WHAT IS NEEDED ▸ Search the material below for the word "debris". Copy every line where it is found.

DATA FOR ANALYSIS ▸
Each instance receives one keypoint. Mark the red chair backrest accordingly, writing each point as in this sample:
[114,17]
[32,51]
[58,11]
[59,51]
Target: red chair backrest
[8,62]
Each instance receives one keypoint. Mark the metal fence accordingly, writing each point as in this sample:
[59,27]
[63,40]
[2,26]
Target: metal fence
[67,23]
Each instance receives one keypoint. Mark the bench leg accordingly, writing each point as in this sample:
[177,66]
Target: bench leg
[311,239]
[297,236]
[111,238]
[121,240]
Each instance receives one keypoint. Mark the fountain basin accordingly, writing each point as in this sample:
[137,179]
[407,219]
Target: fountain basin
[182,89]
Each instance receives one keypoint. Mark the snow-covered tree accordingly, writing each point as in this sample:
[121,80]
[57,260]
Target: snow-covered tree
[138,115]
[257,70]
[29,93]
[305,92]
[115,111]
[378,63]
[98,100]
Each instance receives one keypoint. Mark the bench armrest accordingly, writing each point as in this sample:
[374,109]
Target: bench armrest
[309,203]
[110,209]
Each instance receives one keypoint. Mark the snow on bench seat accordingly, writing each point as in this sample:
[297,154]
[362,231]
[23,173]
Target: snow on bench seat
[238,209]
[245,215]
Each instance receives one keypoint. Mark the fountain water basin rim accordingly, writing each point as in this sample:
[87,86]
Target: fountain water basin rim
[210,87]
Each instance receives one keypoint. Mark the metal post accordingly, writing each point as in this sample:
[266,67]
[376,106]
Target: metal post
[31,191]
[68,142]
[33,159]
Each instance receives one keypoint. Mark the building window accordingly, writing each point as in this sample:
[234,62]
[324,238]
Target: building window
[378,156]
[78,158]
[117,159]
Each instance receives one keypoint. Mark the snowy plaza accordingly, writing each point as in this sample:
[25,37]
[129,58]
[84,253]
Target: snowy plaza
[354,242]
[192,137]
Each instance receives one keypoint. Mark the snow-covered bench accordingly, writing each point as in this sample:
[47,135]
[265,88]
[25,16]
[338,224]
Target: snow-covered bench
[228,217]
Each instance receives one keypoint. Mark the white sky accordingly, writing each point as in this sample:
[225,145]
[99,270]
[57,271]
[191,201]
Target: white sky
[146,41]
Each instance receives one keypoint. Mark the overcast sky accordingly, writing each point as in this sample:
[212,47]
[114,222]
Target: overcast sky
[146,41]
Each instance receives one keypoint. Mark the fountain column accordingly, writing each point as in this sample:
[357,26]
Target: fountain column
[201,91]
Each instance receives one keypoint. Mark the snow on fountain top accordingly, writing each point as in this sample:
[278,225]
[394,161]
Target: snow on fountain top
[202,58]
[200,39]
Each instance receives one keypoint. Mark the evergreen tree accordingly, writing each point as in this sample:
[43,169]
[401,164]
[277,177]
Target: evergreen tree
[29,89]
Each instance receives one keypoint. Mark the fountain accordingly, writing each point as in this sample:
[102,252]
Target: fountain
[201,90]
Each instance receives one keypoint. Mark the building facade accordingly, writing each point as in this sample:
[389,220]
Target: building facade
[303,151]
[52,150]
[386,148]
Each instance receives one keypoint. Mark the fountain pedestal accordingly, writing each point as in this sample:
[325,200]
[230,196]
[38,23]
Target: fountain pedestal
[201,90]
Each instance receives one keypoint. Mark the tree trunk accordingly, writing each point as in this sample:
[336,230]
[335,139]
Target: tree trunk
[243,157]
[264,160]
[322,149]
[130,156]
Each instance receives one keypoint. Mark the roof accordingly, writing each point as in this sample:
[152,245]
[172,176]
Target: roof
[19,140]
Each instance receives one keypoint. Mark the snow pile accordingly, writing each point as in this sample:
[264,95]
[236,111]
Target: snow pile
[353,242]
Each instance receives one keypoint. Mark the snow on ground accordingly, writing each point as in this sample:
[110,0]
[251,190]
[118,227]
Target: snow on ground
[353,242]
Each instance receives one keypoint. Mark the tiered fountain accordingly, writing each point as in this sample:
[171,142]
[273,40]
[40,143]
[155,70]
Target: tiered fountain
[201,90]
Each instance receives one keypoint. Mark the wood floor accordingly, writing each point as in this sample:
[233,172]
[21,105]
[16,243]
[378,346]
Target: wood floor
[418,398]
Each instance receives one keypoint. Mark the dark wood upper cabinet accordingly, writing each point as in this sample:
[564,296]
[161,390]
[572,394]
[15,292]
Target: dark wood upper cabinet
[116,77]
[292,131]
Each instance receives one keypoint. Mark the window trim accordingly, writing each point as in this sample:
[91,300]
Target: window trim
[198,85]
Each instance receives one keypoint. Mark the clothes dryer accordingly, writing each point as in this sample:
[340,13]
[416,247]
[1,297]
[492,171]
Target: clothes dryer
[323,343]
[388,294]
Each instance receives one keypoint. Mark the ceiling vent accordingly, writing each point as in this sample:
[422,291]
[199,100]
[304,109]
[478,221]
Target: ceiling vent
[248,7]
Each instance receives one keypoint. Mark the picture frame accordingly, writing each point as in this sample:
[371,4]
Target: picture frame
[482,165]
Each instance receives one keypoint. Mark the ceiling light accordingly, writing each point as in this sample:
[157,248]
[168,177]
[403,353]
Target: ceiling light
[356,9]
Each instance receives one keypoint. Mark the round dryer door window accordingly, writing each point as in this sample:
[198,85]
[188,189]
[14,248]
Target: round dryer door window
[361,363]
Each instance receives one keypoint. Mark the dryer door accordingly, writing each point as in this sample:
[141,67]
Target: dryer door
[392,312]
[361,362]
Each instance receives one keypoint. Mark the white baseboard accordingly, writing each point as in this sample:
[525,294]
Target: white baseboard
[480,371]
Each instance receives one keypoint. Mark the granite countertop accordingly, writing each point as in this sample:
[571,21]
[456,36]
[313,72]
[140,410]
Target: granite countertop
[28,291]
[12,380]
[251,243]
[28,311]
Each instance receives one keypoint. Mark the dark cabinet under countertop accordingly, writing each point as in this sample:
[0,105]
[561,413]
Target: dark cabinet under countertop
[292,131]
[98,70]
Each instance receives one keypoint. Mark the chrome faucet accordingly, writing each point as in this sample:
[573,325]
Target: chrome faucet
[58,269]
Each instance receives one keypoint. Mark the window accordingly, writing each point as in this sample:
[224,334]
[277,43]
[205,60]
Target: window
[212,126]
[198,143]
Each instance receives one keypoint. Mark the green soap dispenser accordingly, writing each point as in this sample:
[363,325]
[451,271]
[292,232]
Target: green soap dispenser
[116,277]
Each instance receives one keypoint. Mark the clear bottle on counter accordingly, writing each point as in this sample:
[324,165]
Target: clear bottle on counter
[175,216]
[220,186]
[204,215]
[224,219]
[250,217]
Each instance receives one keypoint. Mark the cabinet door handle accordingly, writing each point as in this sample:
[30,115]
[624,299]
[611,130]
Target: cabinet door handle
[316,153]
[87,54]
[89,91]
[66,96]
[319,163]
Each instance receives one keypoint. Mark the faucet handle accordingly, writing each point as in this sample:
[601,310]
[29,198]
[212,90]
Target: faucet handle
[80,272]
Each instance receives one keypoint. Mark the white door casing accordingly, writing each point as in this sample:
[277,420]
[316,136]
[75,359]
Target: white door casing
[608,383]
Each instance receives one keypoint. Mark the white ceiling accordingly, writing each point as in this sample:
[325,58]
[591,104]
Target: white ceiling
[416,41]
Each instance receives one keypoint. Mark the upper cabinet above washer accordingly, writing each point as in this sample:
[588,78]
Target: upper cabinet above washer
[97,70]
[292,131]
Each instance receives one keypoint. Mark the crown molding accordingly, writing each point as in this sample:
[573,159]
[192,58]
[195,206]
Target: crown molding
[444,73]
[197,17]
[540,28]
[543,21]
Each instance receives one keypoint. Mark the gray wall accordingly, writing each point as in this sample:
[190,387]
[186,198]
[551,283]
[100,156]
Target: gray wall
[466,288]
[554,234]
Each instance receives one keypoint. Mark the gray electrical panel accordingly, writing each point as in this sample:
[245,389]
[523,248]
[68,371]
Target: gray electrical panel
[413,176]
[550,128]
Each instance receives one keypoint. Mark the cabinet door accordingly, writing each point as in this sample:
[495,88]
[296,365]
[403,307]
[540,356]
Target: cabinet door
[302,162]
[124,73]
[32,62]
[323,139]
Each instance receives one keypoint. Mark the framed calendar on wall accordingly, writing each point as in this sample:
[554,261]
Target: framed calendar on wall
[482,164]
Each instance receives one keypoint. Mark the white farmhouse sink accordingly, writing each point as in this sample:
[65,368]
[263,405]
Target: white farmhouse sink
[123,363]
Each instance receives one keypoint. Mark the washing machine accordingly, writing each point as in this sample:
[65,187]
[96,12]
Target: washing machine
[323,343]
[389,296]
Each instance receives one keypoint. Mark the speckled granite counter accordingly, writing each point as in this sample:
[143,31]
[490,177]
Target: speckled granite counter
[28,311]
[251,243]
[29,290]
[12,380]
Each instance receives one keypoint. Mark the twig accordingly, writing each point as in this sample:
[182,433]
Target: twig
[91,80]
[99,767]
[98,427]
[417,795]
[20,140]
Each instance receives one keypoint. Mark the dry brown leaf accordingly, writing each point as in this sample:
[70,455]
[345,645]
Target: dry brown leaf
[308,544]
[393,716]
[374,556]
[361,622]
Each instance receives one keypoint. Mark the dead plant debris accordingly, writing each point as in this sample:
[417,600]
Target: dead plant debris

EXERCISE SOLUTION ▸
Each instance receives one keypoint. Mark the dead plant debris accordingly, writing each point as in this sample:
Target: dead plant debris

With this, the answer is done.